Problem to work on:
Among the entries below, count the lines containing the string "yellow". Only the count is needed.

Dataset extract:
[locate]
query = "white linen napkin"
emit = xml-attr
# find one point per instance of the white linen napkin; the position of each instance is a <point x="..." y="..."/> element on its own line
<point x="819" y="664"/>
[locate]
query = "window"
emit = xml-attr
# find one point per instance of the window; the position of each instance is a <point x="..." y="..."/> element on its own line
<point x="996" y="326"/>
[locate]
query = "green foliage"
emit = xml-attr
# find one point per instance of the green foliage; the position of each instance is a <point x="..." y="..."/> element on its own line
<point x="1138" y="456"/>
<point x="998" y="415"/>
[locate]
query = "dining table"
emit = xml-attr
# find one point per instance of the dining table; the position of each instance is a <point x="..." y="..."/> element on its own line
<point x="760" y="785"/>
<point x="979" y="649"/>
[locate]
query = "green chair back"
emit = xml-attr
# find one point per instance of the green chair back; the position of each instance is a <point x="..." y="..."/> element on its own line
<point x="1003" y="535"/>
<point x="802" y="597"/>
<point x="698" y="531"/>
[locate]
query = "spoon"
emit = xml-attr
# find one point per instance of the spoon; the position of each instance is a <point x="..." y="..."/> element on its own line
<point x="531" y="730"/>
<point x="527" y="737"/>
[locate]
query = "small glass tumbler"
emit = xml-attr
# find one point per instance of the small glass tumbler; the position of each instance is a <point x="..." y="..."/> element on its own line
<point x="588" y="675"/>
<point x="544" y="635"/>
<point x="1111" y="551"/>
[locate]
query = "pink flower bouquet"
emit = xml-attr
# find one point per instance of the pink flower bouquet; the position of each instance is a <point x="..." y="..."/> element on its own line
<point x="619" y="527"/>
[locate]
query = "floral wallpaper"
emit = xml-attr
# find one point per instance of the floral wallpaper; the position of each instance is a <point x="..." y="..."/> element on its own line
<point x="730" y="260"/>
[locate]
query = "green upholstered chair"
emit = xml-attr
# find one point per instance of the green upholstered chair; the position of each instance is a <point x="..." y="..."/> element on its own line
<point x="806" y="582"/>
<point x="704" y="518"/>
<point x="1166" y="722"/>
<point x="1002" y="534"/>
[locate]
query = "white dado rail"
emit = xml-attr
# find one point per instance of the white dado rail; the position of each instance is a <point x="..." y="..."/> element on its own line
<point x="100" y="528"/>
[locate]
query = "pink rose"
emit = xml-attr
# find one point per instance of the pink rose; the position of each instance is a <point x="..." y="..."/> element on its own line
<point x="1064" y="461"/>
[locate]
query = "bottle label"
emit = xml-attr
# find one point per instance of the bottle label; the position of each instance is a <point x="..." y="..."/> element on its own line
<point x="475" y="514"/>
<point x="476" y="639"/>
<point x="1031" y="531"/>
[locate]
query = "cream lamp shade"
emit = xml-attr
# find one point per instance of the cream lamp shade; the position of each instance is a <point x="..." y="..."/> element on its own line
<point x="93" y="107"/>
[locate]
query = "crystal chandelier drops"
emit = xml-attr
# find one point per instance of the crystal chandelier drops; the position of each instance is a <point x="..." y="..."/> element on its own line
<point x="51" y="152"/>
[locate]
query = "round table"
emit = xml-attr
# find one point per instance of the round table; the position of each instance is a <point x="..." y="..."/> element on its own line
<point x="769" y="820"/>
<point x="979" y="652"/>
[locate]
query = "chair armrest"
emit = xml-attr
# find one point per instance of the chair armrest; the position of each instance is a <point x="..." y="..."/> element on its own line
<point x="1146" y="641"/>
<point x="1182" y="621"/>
--
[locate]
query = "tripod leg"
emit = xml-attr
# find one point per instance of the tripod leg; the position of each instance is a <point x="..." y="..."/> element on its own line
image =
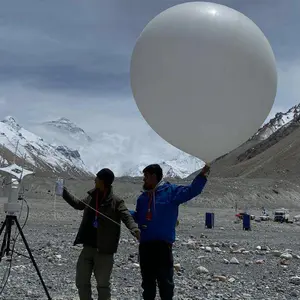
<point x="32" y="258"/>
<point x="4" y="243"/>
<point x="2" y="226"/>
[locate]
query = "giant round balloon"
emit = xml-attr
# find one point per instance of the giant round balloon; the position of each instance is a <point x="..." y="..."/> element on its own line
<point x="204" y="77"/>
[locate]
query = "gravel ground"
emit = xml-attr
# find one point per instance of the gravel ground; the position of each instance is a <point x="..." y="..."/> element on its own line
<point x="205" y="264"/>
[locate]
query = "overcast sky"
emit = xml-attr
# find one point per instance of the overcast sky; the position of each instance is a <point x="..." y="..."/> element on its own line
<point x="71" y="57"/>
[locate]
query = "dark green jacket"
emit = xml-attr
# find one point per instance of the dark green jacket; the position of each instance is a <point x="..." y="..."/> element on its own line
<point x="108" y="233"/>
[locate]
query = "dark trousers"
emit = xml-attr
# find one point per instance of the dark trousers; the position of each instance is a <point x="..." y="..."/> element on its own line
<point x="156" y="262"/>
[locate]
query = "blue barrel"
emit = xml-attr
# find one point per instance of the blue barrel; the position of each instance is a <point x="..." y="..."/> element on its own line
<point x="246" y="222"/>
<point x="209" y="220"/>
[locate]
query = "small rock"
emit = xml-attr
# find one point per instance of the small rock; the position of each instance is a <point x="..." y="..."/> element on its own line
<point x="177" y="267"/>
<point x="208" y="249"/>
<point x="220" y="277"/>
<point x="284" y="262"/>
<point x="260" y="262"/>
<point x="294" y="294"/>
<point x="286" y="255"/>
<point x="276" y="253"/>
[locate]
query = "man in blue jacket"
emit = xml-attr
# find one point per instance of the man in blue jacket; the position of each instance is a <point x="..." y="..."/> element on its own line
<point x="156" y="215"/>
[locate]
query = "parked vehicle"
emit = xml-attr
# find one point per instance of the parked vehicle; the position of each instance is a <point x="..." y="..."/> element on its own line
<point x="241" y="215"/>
==
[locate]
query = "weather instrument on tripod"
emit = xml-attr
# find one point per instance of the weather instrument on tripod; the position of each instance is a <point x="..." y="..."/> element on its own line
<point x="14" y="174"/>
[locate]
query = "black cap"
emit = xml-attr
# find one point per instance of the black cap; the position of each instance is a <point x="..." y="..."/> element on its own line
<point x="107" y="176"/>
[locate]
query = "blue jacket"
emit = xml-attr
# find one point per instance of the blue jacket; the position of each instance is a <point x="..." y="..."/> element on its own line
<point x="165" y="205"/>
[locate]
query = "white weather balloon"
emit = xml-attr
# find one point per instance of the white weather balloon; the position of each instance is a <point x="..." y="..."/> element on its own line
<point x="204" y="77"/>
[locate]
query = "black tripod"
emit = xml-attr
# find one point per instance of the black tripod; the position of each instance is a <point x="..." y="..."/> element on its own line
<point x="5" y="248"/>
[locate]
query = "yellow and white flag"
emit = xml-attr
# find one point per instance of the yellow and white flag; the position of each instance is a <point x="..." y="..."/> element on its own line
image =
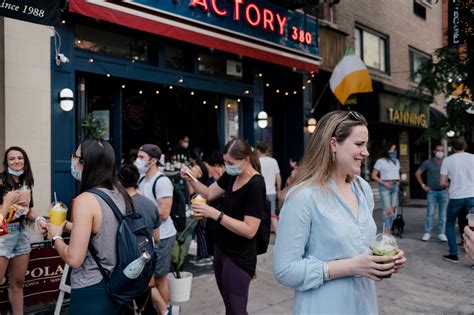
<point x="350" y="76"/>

Written response:
2